$108b infrastructure wave

Article by Danielle Le Messurier courtesy of the West Australian.

Western Australia has $108 billion worth of infrastructure projects in the pipeline — more than any other Australian State or Territory — as sky-high commodity prices fuel confidence and business investment.

Deloitte Access Economics’ latest quarterly Investment Monitor said while there were only $29b worth of engineering construction projects currently in progress in WA, the State was punching above its weight when it came to projects in planning — particularly those related to the resources sector. They include Woodside’s $30b Browse gas project, expected to see a final investment decision from 2023, the $16b Scarborough LNG project, to see FID in late 2021, the $7.4b West Pilbara Iron Ore project and the associated $7b deep water port at Anketell.

“(WA) is the jurisdiction with the largest value of planned projects throughout Australia,” Deloitte Access Economics partner and lead author Stephen Smith said.

“In terms of the value of the pipeline of future projects in WA, a lot of that is associated with elevated commodity prices and we need to take advantage of those while they last.”

> _Given information_:
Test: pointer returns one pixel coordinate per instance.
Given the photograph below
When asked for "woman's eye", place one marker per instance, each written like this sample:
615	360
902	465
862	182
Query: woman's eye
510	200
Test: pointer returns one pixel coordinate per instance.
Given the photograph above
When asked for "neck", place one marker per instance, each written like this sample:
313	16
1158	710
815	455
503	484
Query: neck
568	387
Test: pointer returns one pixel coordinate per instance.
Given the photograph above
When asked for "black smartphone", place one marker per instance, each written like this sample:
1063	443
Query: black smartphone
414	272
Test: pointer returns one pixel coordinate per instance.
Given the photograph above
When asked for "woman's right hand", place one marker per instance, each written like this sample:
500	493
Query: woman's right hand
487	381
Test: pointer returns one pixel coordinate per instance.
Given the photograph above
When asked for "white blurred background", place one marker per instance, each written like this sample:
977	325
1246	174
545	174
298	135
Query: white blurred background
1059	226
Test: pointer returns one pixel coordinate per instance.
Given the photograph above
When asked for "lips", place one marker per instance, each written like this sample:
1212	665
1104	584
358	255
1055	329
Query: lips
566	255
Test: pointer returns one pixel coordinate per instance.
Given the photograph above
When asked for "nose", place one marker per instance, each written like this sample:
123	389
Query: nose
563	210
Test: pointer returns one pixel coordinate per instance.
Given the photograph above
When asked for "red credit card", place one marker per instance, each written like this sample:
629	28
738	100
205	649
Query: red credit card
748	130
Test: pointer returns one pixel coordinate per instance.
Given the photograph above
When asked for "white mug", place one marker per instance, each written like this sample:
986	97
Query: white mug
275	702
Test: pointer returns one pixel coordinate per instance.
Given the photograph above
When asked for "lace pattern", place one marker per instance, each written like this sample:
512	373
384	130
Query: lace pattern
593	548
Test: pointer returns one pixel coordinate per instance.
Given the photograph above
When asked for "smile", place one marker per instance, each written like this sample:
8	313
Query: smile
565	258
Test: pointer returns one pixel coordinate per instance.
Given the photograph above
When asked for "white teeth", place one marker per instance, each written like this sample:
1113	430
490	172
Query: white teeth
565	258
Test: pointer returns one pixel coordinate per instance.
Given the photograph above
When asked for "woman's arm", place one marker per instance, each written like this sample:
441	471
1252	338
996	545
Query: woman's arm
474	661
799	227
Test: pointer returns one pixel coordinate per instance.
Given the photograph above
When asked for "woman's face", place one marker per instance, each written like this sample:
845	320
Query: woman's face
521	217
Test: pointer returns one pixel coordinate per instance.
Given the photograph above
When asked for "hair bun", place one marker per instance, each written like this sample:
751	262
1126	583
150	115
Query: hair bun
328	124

> _Problem to work on_:
Please copy out the whole article above on Western Australia's $108 billion infrastructure pipeline, word for word.

> _Result_:
$108b infrastructure wave

Article by Danielle Le Messurier courtesy of the West Australian.

Western Australia has $108 billion worth of infrastructure projects in the pipeline — more than any other Australian State or Territory — as sky-high commodity prices fuel confidence and business investment.

Deloitte Access Economics’ latest quarterly Investment Monitor said while there were only $29b worth of engineering construction projects currently in progress in WA, the State was punching above its weight when it came to projects in planning — particularly those related to the resources sector. They include Woodside’s $30b Browse gas project, expected to see a final investment decision from 2023, the $16b Scarborough LNG project, to see FID in late 2021, the $7.4b West Pilbara Iron Ore project and the associated $7b deep water port at Anketell.

“(WA) is the jurisdiction with the largest value of planned projects throughout Australia,” Deloitte Access Economics partner and lead author Stephen Smith said.

“In terms of the value of the pipeline of future projects in WA, a lot of that is associated with elevated commodity prices and we need to take advantage of those while they last.”